Excerpted passage ▸

Just wanted to drop a note between playing Kingdom Hearts and watching some potatoes cook~ I want to wish everyone a happy new year :D everyone have a good time and stuffies. Umm.. thats all XD bai bai!
1 smacked too hard and inflicted brain damage| Thwap the baka?

[25 Dec 2003|12:31am]
[ mood | excited ]

A bit exhausted, but here's my christmas update~


I went to my grandma's house around 4ish and by the time we got there my Aunt Karen, Uncle Randy, and their daughters Kayla and Jessica were there. As always, Kayla was all happy :3 she loves christmas, and for reference shes 9. So i played around with her a tad but most of the time i was zoned out. My grandma and grandpa were babying me alot X3 everyone was so nice to me. They kept checking on me, asking me if i wanted something to eat or drink or to lie down. They even tucked me in on the couch and my uncle neils that rarely talks to me came to make sure i was okay. I really do love my family, you know? We're so close, it means a lot to me. Eric, one of my favie cousins, and his fiance Miwa came. He seemed good, we didn't get to talk much though. I wasn't too talkative anyway. I actually got along with Karen okay, sometimes we disagree on things. Got lots of pressies X3 here goes the lists:

From Oma and Opa: - a yellow knitted snow bunny hat, the kind with a big pom pom ontop with jingle bells tyed to the pom pom >< SO CYUTE!
-a yellow hoody :D it has an awesome dragon on the front too. Tis teh kewlz
-Winneh the pooh pajamas
-A nice sweater and scarf set. pretty bright colors. They know me so well XD
-a funky scarf monica helped make

Uncle Randy and Auntie Karen: -this cool little agenda/purse thing. its cute and it had 20 bucks inside ^_~ lucky!

Data entries ▸
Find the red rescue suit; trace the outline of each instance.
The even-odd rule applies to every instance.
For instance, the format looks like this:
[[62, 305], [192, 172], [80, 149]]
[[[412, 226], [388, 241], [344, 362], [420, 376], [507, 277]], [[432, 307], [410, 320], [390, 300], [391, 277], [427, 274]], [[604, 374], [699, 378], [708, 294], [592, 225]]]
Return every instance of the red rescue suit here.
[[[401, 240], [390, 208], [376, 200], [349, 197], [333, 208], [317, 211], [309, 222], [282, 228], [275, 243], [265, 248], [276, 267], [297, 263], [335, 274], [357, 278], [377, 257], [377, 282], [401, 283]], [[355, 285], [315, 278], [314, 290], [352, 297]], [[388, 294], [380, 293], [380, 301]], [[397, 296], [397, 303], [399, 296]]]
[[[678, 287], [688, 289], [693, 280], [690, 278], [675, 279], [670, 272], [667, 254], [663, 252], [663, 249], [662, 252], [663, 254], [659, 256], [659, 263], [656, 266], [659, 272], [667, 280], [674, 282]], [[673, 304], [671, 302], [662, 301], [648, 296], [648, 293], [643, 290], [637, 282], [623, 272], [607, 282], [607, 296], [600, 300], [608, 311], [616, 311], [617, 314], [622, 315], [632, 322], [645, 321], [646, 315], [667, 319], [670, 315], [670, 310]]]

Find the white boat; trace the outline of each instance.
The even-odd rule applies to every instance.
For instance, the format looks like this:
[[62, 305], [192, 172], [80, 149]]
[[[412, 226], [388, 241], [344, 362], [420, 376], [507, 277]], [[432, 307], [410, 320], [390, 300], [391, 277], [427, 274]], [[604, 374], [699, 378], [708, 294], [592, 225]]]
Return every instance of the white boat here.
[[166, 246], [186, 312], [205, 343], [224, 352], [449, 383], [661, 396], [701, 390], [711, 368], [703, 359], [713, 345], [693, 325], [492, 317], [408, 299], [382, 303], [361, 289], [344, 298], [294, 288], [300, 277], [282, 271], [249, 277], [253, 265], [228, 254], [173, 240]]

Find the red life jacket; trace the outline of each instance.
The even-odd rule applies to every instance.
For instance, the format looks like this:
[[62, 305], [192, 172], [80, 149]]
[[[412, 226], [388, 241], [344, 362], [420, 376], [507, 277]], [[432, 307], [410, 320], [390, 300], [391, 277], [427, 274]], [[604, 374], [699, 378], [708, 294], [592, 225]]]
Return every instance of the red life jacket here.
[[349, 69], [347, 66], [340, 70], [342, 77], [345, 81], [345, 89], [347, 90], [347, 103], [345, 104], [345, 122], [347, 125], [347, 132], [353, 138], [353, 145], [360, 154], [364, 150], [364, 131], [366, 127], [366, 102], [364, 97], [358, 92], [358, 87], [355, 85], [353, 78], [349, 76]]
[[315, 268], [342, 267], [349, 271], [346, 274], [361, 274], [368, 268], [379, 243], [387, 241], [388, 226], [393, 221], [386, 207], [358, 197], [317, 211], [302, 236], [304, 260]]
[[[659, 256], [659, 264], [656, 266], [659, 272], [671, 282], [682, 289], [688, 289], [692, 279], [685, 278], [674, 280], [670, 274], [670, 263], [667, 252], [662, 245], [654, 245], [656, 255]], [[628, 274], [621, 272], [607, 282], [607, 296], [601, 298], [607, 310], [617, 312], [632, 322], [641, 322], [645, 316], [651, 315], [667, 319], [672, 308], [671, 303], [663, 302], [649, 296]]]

What to work on ▸
1 – Edit the Christmas update from "-a yellow hoody" through "inside ^_~ lucky!", changing "scarf" to "shawl".
2 – Answer these questions about the Christmas update:
(a) Around what time did the writer go to grandma's house?
(b) How old is Kayla?
(c) How much money was inside the agenda/purse thing from Uncle Randy and Auntie Karen?
The entries are separate material and have no connection to the Christmas update.

Results for the exercise ▸
1 –
-a yellow hoody :D it has an awesome dragon on the front too. Tis teh kewlz
-Winneh the pooh pajamas
-A nice sweater and shawl set. pretty bright colors. They know me so well XD
-a funky shawl monica helped make

Uncle Randy and Auntie Karen: -this cool little agenda/purse thing. its cute and it had 20 bucks inside ^_~ lucky!

2 –
(a) Around 4ish.
(b) She is 9.
(c) 20 bucks.